== REQUIRED WORK ==
Print the records below word for word, but leave out the pictures.

[Items from a data source]
<<<<

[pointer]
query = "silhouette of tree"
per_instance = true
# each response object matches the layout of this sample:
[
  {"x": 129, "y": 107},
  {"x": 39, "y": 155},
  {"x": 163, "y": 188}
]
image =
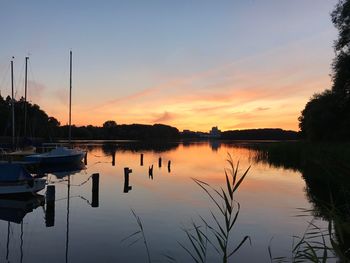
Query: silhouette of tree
[{"x": 327, "y": 115}]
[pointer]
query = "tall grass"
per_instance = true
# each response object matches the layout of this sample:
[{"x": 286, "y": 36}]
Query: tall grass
[
  {"x": 217, "y": 234},
  {"x": 138, "y": 235}
]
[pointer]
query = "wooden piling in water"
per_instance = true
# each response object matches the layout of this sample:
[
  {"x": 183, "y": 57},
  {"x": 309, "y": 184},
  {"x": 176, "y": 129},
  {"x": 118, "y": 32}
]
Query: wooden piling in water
[
  {"x": 95, "y": 190},
  {"x": 50, "y": 206},
  {"x": 150, "y": 172},
  {"x": 113, "y": 158},
  {"x": 127, "y": 172},
  {"x": 141, "y": 159}
]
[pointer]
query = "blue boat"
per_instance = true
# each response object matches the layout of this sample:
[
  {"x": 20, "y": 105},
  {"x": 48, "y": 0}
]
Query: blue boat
[{"x": 15, "y": 179}]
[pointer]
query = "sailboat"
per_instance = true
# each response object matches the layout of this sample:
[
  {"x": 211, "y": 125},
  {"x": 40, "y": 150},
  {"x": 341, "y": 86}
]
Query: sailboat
[
  {"x": 61, "y": 155},
  {"x": 30, "y": 149},
  {"x": 15, "y": 179}
]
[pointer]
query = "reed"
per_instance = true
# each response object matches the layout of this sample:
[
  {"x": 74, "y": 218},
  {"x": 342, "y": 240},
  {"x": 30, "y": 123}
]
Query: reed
[
  {"x": 138, "y": 235},
  {"x": 218, "y": 234}
]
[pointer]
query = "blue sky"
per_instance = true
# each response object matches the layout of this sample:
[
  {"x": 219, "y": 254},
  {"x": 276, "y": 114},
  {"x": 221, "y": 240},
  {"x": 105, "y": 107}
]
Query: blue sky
[{"x": 150, "y": 61}]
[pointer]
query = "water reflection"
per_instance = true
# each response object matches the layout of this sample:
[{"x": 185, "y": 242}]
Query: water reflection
[
  {"x": 90, "y": 205},
  {"x": 13, "y": 209},
  {"x": 327, "y": 189}
]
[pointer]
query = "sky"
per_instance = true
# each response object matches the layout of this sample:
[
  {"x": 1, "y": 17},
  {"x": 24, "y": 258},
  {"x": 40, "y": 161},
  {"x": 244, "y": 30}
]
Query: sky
[{"x": 236, "y": 64}]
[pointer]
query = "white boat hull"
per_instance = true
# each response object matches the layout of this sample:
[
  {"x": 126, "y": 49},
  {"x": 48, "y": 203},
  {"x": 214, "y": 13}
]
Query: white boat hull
[{"x": 22, "y": 187}]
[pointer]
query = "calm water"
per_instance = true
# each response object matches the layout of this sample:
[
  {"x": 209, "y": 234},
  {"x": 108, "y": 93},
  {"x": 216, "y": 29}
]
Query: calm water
[{"x": 82, "y": 232}]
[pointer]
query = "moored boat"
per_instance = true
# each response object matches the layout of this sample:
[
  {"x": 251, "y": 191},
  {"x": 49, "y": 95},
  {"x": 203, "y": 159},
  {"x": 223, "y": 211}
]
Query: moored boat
[
  {"x": 15, "y": 179},
  {"x": 59, "y": 155}
]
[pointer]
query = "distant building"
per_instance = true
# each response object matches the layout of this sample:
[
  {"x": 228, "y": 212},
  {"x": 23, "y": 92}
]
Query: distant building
[{"x": 215, "y": 132}]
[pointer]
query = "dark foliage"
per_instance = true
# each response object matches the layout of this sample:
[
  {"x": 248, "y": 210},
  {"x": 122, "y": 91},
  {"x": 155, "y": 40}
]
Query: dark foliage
[
  {"x": 327, "y": 115},
  {"x": 260, "y": 134}
]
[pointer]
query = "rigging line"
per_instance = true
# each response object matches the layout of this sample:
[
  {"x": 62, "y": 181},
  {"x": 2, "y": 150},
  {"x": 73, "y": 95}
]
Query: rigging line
[
  {"x": 5, "y": 77},
  {"x": 20, "y": 80},
  {"x": 21, "y": 246},
  {"x": 33, "y": 82}
]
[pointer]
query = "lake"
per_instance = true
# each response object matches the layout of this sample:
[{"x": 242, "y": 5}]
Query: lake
[{"x": 82, "y": 227}]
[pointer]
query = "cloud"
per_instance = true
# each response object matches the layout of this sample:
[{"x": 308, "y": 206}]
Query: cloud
[
  {"x": 262, "y": 108},
  {"x": 35, "y": 91},
  {"x": 165, "y": 117},
  {"x": 62, "y": 96}
]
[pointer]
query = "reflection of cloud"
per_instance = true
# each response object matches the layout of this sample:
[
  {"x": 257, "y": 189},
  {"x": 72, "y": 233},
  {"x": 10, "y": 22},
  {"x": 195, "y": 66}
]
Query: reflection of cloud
[
  {"x": 262, "y": 108},
  {"x": 166, "y": 116}
]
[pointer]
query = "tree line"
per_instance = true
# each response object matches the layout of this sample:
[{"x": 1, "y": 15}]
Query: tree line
[{"x": 327, "y": 115}]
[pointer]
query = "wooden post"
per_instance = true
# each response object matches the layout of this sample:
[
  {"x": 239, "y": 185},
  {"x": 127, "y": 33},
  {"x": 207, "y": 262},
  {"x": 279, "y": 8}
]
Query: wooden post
[
  {"x": 25, "y": 98},
  {"x": 50, "y": 206},
  {"x": 95, "y": 189},
  {"x": 141, "y": 159},
  {"x": 127, "y": 187},
  {"x": 150, "y": 172},
  {"x": 12, "y": 106},
  {"x": 113, "y": 158}
]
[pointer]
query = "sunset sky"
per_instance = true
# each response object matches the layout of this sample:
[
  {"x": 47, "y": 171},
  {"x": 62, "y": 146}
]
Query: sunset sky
[{"x": 191, "y": 64}]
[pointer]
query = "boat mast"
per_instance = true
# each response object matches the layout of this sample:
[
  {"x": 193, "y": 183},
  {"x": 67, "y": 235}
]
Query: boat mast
[
  {"x": 25, "y": 98},
  {"x": 12, "y": 106},
  {"x": 70, "y": 97}
]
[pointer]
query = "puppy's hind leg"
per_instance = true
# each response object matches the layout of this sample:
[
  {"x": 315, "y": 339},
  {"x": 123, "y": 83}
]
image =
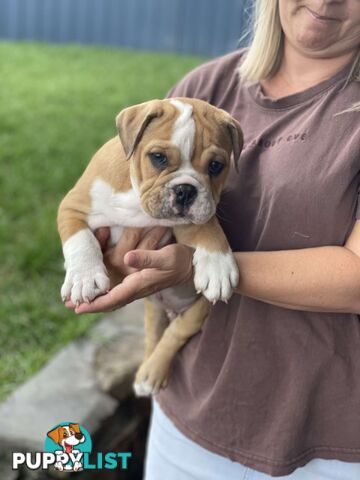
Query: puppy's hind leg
[
  {"x": 154, "y": 372},
  {"x": 156, "y": 321}
]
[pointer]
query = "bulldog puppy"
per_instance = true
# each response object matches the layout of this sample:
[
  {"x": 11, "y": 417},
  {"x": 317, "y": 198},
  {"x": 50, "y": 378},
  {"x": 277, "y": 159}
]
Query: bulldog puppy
[{"x": 167, "y": 167}]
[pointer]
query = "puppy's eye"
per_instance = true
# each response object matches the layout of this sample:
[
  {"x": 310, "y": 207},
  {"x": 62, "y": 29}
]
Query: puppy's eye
[
  {"x": 215, "y": 168},
  {"x": 159, "y": 160}
]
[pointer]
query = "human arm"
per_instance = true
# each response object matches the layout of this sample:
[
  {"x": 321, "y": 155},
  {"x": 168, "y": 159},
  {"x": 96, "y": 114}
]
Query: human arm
[{"x": 324, "y": 279}]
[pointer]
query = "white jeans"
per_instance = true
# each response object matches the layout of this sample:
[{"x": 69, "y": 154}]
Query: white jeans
[{"x": 172, "y": 456}]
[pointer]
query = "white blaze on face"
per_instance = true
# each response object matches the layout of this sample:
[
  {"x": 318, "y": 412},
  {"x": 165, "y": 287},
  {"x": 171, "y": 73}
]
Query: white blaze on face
[{"x": 183, "y": 135}]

>>>>

== WRITTEN REPLY ==
[pointer]
query = "silhouette of tree"
per_instance = true
# each response object matches the layout of this sample:
[
  {"x": 129, "y": 107},
  {"x": 39, "y": 155},
  {"x": 163, "y": 188}
]
image =
Query: silhouette of tree
[{"x": 327, "y": 115}]
[pointer]
query = "tall grass"
per_instance = true
# each response object matches the layout of this sample:
[{"x": 286, "y": 36}]
Query: tall grass
[
  {"x": 217, "y": 234},
  {"x": 138, "y": 235}
]
[pointer]
query = "wooden piling in water"
per_instance = true
# each response object matches the layout of this sample:
[
  {"x": 183, "y": 57},
  {"x": 309, "y": 184},
  {"x": 176, "y": 129},
  {"x": 118, "y": 32}
]
Query: wooden piling in water
[
  {"x": 95, "y": 190},
  {"x": 50, "y": 206},
  {"x": 150, "y": 172},
  {"x": 113, "y": 158},
  {"x": 127, "y": 172},
  {"x": 141, "y": 159}
]
[pointer]
query = "blue boat"
per_instance = true
# each response object matches the layout of this sample:
[
  {"x": 20, "y": 105},
  {"x": 48, "y": 0}
]
Query: blue boat
[{"x": 15, "y": 179}]
[pointer]
query = "sailboat"
per_instance = true
# each response object matches the layout of this sample:
[
  {"x": 211, "y": 125},
  {"x": 40, "y": 150},
  {"x": 341, "y": 86}
]
Query: sailboat
[
  {"x": 61, "y": 155},
  {"x": 30, "y": 149},
  {"x": 15, "y": 179}
]
[pointer]
query = "reed"
per_instance = true
# each response object matches the layout of this sample:
[
  {"x": 74, "y": 218},
  {"x": 342, "y": 240},
  {"x": 30, "y": 123}
]
Query: reed
[
  {"x": 138, "y": 235},
  {"x": 218, "y": 234}
]
[pointer]
query = "blue sky"
per_instance = true
# each response object matches the layout of this sample:
[
  {"x": 219, "y": 254},
  {"x": 276, "y": 114},
  {"x": 221, "y": 240},
  {"x": 105, "y": 107}
]
Query: blue sky
[{"x": 150, "y": 61}]
[pointer]
query = "water reflection"
per_instance = true
# each response object matches the layout of this sample:
[{"x": 185, "y": 242}]
Query: water reflection
[
  {"x": 90, "y": 205},
  {"x": 13, "y": 209},
  {"x": 327, "y": 189}
]
[pointer]
query = "sky"
per_instance = true
# each response object matches the layout of this sample:
[
  {"x": 1, "y": 17},
  {"x": 24, "y": 258},
  {"x": 40, "y": 161},
  {"x": 244, "y": 30}
]
Query: sky
[{"x": 236, "y": 64}]
[pointer]
query = "white boat hull"
per_instance = true
# each response object matches the layout of this sample:
[
  {"x": 126, "y": 49},
  {"x": 48, "y": 203},
  {"x": 214, "y": 13}
]
Query: white boat hull
[{"x": 22, "y": 187}]
[pointer]
query = "calm water"
per_instance = true
# each response object matches the layout of this sample:
[
  {"x": 209, "y": 234},
  {"x": 108, "y": 93},
  {"x": 216, "y": 29}
]
Query: calm water
[{"x": 82, "y": 232}]
[pointer]
query = "moored boat"
per_instance = true
# each response object matches the layout of this sample:
[
  {"x": 251, "y": 191},
  {"x": 49, "y": 95},
  {"x": 203, "y": 159},
  {"x": 223, "y": 211}
]
Query: moored boat
[
  {"x": 15, "y": 179},
  {"x": 59, "y": 155}
]
[pointer]
query = "distant building"
per_instance = true
# each response object matches the layout of this sample:
[
  {"x": 228, "y": 212},
  {"x": 23, "y": 92}
]
Query: distant building
[{"x": 215, "y": 132}]
[pointer]
query = "dark foliage"
per_instance = true
# each response object matches the layout of this sample:
[
  {"x": 248, "y": 210},
  {"x": 122, "y": 91},
  {"x": 155, "y": 40}
]
Query: dark foliage
[
  {"x": 327, "y": 115},
  {"x": 260, "y": 134}
]
[pointer]
query = "rigging line"
per_instance = true
# each response object matches the layout of this sample:
[
  {"x": 62, "y": 181},
  {"x": 2, "y": 150},
  {"x": 73, "y": 95}
]
Query: rigging line
[
  {"x": 5, "y": 77},
  {"x": 20, "y": 80},
  {"x": 21, "y": 246},
  {"x": 33, "y": 82}
]
[pointer]
query = "lake"
per_instance = true
# each response object matches the layout of this sample:
[{"x": 242, "y": 5}]
Query: lake
[{"x": 82, "y": 227}]
[pointer]
query = "cloud"
per_instance = true
# each response object matches the layout of this sample:
[{"x": 308, "y": 206}]
Query: cloud
[
  {"x": 262, "y": 108},
  {"x": 35, "y": 91},
  {"x": 165, "y": 117},
  {"x": 62, "y": 96}
]
[pointer]
query = "reflection of cloud"
per_instance = true
# each response object matches the layout of this sample:
[
  {"x": 257, "y": 189},
  {"x": 72, "y": 233},
  {"x": 10, "y": 22},
  {"x": 195, "y": 66}
]
Query: reflection of cloud
[
  {"x": 262, "y": 108},
  {"x": 166, "y": 116}
]
[pointer]
query = "tree line"
per_instance = true
# each response object matches the layout of this sample:
[{"x": 1, "y": 15}]
Query: tree line
[{"x": 327, "y": 115}]
[pointer]
query = "wooden post"
per_instance = true
# each response object matches the layout of this sample:
[
  {"x": 239, "y": 185},
  {"x": 127, "y": 33},
  {"x": 207, "y": 262},
  {"x": 279, "y": 8}
]
Query: wooden post
[
  {"x": 25, "y": 98},
  {"x": 50, "y": 206},
  {"x": 95, "y": 189},
  {"x": 141, "y": 159},
  {"x": 127, "y": 187},
  {"x": 150, "y": 172},
  {"x": 12, "y": 106},
  {"x": 113, "y": 158}
]
[pointer]
query = "sunset sky"
per_instance = true
# each response object matches the layout of this sample:
[
  {"x": 47, "y": 171},
  {"x": 62, "y": 146}
]
Query: sunset sky
[{"x": 191, "y": 64}]
[pointer]
query = "boat mast"
per_instance = true
# each response object matches the layout of this sample:
[
  {"x": 193, "y": 183},
  {"x": 67, "y": 235}
]
Query: boat mast
[
  {"x": 25, "y": 98},
  {"x": 12, "y": 106},
  {"x": 70, "y": 97}
]
[pointer]
query = "puppy's hind leg"
per_instance = true
# each response object matches the layout of this sample:
[
  {"x": 315, "y": 339},
  {"x": 123, "y": 83}
]
image =
Query: puppy's hind leg
[
  {"x": 154, "y": 372},
  {"x": 156, "y": 321}
]
[pointer]
query = "bulldog puppy"
per_instance = true
# each response object matches the layout of this sample:
[
  {"x": 11, "y": 417},
  {"x": 317, "y": 198},
  {"x": 50, "y": 378},
  {"x": 277, "y": 159}
]
Query: bulldog puppy
[{"x": 167, "y": 167}]
[pointer]
query = "puppy's eye"
per_instance = true
# each response object matches the layout of this sample:
[
  {"x": 310, "y": 207},
  {"x": 62, "y": 29}
]
Query: puppy's eye
[
  {"x": 215, "y": 168},
  {"x": 159, "y": 160}
]
[pointer]
query = "human arm"
per_instance = true
# each response object matches the layout of this sample:
[
  {"x": 321, "y": 155},
  {"x": 168, "y": 159},
  {"x": 96, "y": 114}
]
Query: human arm
[{"x": 324, "y": 279}]
[pointer]
query = "white jeans"
per_instance = true
# each response object matches the layout of this sample:
[{"x": 69, "y": 154}]
Query: white jeans
[{"x": 172, "y": 456}]
[pointer]
query = "white blaze on face"
per_instance = true
# each response object matches the layout of this sample:
[
  {"x": 318, "y": 412},
  {"x": 165, "y": 287},
  {"x": 171, "y": 73}
]
Query: white blaze on face
[{"x": 183, "y": 135}]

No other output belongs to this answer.